start ENTRIES SUPPLIED

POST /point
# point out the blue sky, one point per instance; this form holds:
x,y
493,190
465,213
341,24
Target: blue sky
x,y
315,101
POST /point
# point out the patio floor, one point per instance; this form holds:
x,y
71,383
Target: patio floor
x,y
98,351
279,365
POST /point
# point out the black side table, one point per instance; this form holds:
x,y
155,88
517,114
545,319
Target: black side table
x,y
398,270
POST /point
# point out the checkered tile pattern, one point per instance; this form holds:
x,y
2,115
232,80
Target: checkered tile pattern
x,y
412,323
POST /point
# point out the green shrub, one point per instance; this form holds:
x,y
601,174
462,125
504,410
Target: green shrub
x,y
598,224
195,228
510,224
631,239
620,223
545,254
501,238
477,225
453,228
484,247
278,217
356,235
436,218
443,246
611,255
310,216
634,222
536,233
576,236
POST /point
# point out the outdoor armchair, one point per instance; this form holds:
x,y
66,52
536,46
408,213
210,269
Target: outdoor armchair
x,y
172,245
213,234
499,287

end ENTRIES SUPPLIED

AIM OF THE TASK
Exactly reproduce every record.

OUTPUT OF THE TASK
POST /point
# point out the blue sky, one point per instance; this form holds:
x,y
493,190
465,213
341,24
Target: blue sky
x,y
315,101
POST /point
# point out the patio floor, one point per instance; this form holds:
x,y
71,383
Target: patio floor
x,y
98,351
279,365
POST /point
# point out the black side table, one point per instance; this form holds:
x,y
155,88
517,114
545,319
Target: black side table
x,y
398,270
POST /point
# point out the checkered tile pattern, one point per instance; this form holds:
x,y
2,115
232,80
Target: checkered tile pattern
x,y
412,323
POST /point
# point out the green shrub, one point per instance; this form holds:
x,y
601,174
462,125
504,410
Target: green shrub
x,y
598,224
195,228
510,224
631,239
620,223
545,254
501,238
477,225
453,228
484,247
278,217
356,235
436,218
443,246
611,255
310,216
634,222
536,233
576,236
POST /point
# point out the outdoor armchair, one point per instance; this form holds:
x,y
66,52
536,46
408,213
210,269
Target: outdoor armchair
x,y
172,245
213,234
499,287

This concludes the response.